Dataset items:
-------------------------

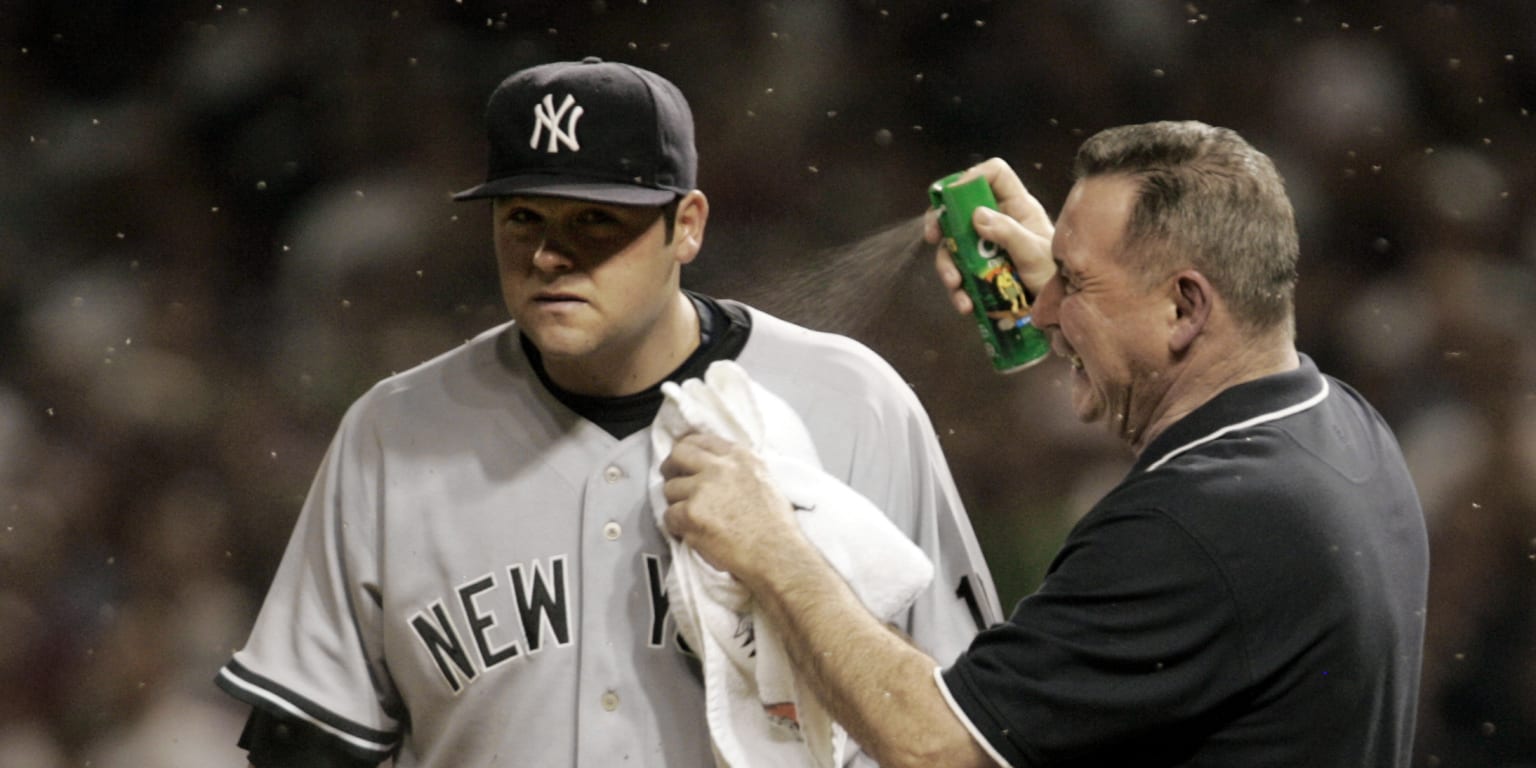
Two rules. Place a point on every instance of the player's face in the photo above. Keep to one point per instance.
(589, 280)
(1100, 315)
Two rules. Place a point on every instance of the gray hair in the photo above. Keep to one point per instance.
(1211, 201)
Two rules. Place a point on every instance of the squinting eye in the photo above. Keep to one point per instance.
(521, 215)
(595, 217)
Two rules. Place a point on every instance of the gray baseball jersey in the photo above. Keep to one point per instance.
(476, 576)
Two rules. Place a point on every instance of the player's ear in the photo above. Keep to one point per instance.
(1192, 298)
(693, 214)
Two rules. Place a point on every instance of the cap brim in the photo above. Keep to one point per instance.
(570, 189)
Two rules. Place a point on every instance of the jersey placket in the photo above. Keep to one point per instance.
(613, 504)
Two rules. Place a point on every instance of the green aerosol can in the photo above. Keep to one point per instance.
(988, 275)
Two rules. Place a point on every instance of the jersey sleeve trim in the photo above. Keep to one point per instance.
(965, 719)
(255, 690)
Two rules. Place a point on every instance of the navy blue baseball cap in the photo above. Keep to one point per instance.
(589, 129)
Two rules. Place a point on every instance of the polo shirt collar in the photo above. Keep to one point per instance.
(1238, 407)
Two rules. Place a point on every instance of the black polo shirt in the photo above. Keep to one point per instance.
(1252, 593)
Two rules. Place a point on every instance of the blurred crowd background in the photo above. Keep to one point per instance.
(221, 220)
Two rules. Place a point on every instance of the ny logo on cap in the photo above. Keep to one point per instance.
(546, 115)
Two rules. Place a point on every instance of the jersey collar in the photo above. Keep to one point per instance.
(1235, 409)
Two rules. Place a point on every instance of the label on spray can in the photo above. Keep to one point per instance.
(988, 277)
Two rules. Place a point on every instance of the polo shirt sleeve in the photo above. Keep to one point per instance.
(1131, 644)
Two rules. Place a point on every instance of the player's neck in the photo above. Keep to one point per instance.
(627, 369)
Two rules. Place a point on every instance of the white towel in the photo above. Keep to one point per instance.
(756, 708)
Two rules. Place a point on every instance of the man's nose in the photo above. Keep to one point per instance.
(552, 257)
(1043, 312)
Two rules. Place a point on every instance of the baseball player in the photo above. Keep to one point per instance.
(476, 576)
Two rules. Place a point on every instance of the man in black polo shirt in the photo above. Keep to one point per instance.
(1252, 593)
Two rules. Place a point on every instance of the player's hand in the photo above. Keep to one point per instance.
(721, 503)
(1023, 229)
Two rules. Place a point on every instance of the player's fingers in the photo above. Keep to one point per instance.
(1028, 249)
(1011, 195)
(691, 453)
(950, 275)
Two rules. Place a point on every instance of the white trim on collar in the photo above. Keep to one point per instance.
(1261, 418)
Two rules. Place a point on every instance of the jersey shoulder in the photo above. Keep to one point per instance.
(484, 375)
(790, 358)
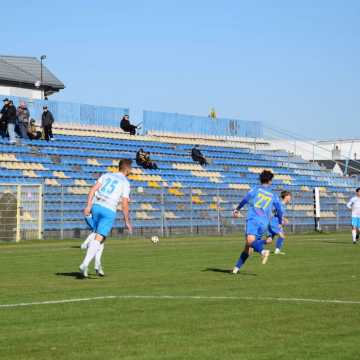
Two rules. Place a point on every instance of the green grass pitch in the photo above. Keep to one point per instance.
(256, 314)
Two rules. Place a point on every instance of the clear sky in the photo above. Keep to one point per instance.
(292, 64)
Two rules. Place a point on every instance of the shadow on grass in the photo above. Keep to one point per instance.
(75, 274)
(336, 242)
(227, 271)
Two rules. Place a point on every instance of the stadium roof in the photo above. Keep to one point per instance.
(25, 71)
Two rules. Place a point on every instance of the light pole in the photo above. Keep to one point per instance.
(42, 58)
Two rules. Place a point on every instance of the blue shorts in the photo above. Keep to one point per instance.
(275, 228)
(256, 228)
(101, 220)
(355, 222)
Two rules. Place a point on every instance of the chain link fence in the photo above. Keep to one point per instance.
(175, 210)
(21, 212)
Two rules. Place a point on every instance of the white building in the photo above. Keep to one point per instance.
(25, 76)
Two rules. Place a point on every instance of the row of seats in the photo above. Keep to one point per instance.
(179, 192)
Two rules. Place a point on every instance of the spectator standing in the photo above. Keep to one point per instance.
(3, 122)
(23, 115)
(33, 133)
(140, 157)
(127, 126)
(149, 164)
(198, 156)
(47, 120)
(9, 117)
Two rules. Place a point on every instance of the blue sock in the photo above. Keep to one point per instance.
(258, 245)
(90, 222)
(243, 257)
(279, 242)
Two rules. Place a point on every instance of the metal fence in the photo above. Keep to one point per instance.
(168, 210)
(21, 212)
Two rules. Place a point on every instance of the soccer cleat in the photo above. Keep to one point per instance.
(278, 252)
(84, 271)
(100, 272)
(265, 256)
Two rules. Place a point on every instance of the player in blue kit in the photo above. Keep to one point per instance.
(100, 212)
(261, 204)
(276, 228)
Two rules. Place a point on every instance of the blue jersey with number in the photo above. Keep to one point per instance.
(262, 202)
(114, 187)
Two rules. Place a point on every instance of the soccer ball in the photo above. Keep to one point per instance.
(154, 239)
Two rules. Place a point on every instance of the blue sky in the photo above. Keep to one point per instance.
(292, 64)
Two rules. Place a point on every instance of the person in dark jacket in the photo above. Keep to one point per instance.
(32, 132)
(143, 159)
(9, 117)
(23, 115)
(126, 126)
(47, 120)
(3, 122)
(198, 156)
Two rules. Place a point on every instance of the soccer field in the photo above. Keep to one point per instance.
(176, 300)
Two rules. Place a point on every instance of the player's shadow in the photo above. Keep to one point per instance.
(75, 274)
(227, 271)
(336, 242)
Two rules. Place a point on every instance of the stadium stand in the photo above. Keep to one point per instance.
(181, 196)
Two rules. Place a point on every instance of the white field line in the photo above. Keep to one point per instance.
(182, 297)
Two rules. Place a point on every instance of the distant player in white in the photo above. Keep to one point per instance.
(354, 206)
(100, 212)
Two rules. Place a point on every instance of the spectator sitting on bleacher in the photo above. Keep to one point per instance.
(198, 156)
(143, 160)
(32, 132)
(47, 120)
(23, 115)
(126, 126)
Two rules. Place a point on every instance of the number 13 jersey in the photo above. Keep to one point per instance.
(114, 187)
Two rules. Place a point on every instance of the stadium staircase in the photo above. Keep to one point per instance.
(178, 196)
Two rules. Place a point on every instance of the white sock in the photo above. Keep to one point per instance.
(354, 234)
(93, 248)
(98, 257)
(85, 244)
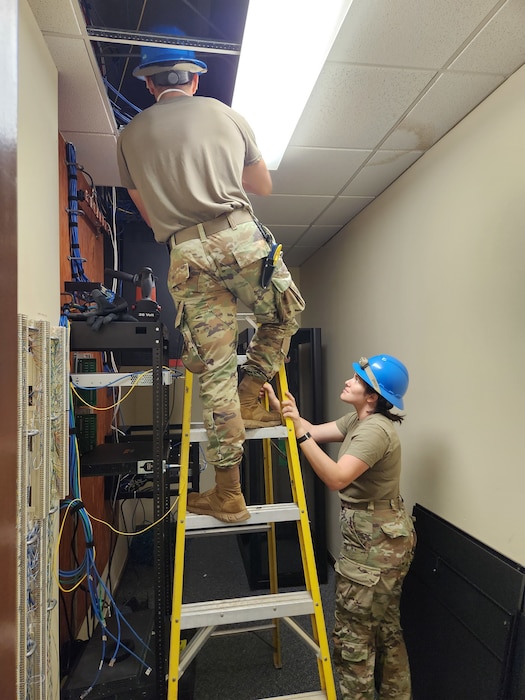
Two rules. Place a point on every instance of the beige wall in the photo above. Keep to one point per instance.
(434, 272)
(38, 235)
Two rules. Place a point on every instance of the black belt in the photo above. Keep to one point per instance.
(386, 504)
(221, 223)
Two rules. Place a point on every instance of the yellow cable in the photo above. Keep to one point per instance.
(138, 532)
(117, 403)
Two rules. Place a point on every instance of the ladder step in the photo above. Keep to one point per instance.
(248, 609)
(260, 515)
(315, 695)
(198, 433)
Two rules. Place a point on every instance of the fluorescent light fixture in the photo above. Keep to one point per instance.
(284, 48)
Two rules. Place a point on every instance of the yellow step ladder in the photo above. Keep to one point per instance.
(205, 617)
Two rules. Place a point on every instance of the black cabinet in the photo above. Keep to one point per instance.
(463, 616)
(150, 340)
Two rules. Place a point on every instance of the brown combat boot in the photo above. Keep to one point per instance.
(224, 502)
(253, 412)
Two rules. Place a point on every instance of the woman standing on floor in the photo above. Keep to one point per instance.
(378, 537)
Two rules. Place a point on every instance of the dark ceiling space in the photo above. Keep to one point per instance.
(214, 27)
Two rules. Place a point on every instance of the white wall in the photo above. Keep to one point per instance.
(37, 162)
(433, 271)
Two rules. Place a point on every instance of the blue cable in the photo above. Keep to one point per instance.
(77, 268)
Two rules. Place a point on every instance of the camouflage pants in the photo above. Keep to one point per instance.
(206, 279)
(369, 650)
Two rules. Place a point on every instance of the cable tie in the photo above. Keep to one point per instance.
(77, 505)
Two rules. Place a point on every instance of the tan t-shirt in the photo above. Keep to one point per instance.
(186, 156)
(375, 441)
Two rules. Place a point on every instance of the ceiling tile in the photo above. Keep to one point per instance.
(420, 34)
(299, 170)
(59, 16)
(288, 209)
(380, 171)
(83, 104)
(342, 210)
(299, 255)
(318, 235)
(451, 97)
(505, 29)
(97, 154)
(353, 106)
(288, 235)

-------------------------

#### What the exercise asks
Nothing should be returned except the lines from the one containing "Two rules. Place a point on every instance of the fluorescent" through the last line of the data, each restated word for word.

#### Result below
Two rules. Place a point on every instance of the fluorescent light fixture in the photo above. Keep to one point per instance.
(284, 48)
Two rules. Place a point on every instance of the yellow step ladder in the photo above. Keep to one point per instance.
(205, 617)
Two rules. Place a point on every instance of the black cabinet in the photo above. Keep to one point per instance.
(463, 616)
(150, 340)
Two rules. Place a point on every instance of the brown combat boot in the photo above. Keep to one point per instance.
(224, 502)
(253, 412)
Two rules. Place a point on every instance of the woman standing on floor in the photo above. Keep to one point per instance.
(378, 537)
Two rules. Place a point on every instance of the dark ceiling space in the photo above. Keep to one point per instance.
(214, 27)
Two rules. Place a point on every instance of the white wall in the photo above. Keep to one point per instance.
(37, 162)
(433, 271)
Two rules. Place a point on every instance of the blue cable in the photo above. Keep to one point per instance.
(77, 268)
Two rules. Place a point on every instance of the camouflage pants in the photo above. Keep to one point per instance.
(206, 279)
(369, 650)
Two rules. Place a point on every instance of the cable tie in the photo above. Keep to one point per instance.
(77, 505)
Two rules. Place a point on every instance of the tan t-shirt in the photo above. Keep to one point per instance.
(186, 156)
(375, 441)
Two rules. Place a point on every instance of the ceiling tile in the photo above. Keep to one point per instance.
(420, 34)
(299, 170)
(59, 16)
(288, 209)
(380, 171)
(83, 104)
(342, 210)
(299, 255)
(318, 235)
(451, 97)
(505, 29)
(97, 154)
(353, 106)
(288, 235)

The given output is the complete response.